Data items
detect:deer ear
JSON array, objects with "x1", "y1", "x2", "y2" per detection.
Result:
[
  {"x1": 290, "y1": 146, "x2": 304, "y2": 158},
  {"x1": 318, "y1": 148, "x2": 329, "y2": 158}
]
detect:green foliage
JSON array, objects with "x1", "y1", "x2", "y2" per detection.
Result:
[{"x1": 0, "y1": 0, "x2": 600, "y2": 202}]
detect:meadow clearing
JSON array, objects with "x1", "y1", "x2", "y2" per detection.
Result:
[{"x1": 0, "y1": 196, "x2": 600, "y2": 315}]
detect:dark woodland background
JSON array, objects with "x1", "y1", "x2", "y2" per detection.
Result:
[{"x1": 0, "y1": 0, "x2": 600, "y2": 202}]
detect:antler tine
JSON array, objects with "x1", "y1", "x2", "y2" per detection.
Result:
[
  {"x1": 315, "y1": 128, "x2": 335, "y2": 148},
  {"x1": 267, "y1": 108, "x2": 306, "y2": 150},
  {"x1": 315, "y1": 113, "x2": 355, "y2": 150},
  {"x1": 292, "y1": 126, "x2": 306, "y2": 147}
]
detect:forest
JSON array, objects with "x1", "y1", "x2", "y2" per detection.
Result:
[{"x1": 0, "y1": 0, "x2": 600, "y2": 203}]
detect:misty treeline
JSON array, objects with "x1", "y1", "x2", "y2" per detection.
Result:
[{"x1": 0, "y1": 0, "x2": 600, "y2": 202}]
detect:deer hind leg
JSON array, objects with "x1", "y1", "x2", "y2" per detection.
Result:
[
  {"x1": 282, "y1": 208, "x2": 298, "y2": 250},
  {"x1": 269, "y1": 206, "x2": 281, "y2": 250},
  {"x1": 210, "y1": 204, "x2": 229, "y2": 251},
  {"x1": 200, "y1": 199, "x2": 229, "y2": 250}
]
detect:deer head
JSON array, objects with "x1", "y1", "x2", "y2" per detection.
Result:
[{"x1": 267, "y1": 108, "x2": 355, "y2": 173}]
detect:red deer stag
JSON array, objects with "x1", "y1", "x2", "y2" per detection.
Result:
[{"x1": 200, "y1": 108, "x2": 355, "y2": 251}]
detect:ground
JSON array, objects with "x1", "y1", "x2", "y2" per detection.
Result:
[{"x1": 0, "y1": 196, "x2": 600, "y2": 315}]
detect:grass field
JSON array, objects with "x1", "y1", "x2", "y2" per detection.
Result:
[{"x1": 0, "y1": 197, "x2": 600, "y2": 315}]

- [Goal of the exercise]
Rewrite the lines from the one holding "detect:ground" through the end of the data items, inclusive, replacing "grass field" with "grassy field" and leaving everything else unchanged.

- [Task result]
detect:ground
JSON array, objects with "x1", "y1", "x2", "y2" per detection.
Result:
[{"x1": 0, "y1": 196, "x2": 600, "y2": 315}]
detect:grassy field
JSON array, objects with "x1", "y1", "x2", "y2" per detection.
Result:
[{"x1": 0, "y1": 197, "x2": 600, "y2": 315}]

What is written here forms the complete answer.